- [What is being asked]:
Work through the entries below and show every line in which "positive" is found.

--------------------------------

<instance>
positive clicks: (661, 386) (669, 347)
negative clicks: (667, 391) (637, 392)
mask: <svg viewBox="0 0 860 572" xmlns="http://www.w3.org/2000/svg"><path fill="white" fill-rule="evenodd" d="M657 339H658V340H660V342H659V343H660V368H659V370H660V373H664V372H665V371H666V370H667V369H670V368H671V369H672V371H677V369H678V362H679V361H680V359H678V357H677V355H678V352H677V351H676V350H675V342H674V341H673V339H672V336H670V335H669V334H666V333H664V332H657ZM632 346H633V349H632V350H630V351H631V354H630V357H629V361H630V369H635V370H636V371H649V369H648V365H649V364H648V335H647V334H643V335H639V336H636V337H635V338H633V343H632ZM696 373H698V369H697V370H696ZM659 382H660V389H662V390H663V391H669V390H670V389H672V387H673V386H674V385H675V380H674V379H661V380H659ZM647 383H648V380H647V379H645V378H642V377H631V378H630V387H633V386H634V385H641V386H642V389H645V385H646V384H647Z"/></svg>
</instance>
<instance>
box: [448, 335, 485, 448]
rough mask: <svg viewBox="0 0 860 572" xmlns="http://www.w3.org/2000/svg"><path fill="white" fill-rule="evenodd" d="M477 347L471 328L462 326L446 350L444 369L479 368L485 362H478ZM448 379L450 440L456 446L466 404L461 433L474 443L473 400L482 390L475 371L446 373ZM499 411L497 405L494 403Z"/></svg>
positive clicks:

--------------------------------

- [Answer space]:
positive clicks: (661, 386) (669, 347)
positive clicks:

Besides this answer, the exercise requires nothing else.